(Position annotation rows)
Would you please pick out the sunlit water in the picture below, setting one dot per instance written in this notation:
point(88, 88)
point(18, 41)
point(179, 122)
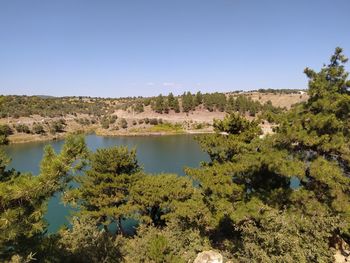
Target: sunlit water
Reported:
point(157, 154)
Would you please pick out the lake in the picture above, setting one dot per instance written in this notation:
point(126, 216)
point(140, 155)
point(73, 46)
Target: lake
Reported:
point(157, 154)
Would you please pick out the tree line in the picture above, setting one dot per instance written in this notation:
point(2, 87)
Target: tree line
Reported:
point(278, 198)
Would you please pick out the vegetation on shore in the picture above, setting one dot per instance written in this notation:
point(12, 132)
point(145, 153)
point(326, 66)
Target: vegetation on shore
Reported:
point(279, 198)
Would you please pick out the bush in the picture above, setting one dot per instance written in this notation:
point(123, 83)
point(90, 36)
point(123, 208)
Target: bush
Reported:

## GIVEN PROBLEM
Retype every row above word for word, from the first line to the last. Leave the pictures out of your copy.

## WRITTEN REPLY
Would you please pick out the sunlit water in the picture below, setting one dot per instance written in this notation:
point(88, 88)
point(18, 41)
point(179, 122)
Target: sunlit water
Reported:
point(157, 154)
Would you please pick out the lake in the picture above, setting one dot per instance written in this notation:
point(126, 216)
point(140, 155)
point(73, 46)
Target: lake
Reported:
point(157, 154)
Would you please pick out the tree line in the picture above, setting one dot per instance written in this notation:
point(2, 87)
Target: tree line
Reported:
point(278, 198)
Would you please pick out the vegetation on shore in the picture above, setting one dot per instance written in this notation:
point(12, 132)
point(145, 153)
point(326, 66)
Target: vegetation on shore
Reported:
point(279, 198)
Would you please pick out the bush in the picture above, setting one dot per instance written in this notation:
point(123, 83)
point(90, 36)
point(123, 208)
Target: bush
Reported:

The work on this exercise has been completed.